What the task requires: Reproduce the entries below in full and without error.

::: Data

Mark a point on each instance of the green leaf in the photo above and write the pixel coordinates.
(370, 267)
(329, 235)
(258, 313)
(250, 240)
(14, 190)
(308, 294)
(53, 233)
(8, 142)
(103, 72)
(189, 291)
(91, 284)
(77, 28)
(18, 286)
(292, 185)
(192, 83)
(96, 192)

::::::

Completed task:
Mark a point on each instance of the green leaf in the photo above and write the pixel coordinates.
(370, 267)
(329, 235)
(258, 313)
(250, 240)
(14, 190)
(308, 294)
(53, 233)
(8, 142)
(103, 72)
(189, 291)
(91, 284)
(77, 28)
(18, 286)
(292, 185)
(192, 83)
(96, 192)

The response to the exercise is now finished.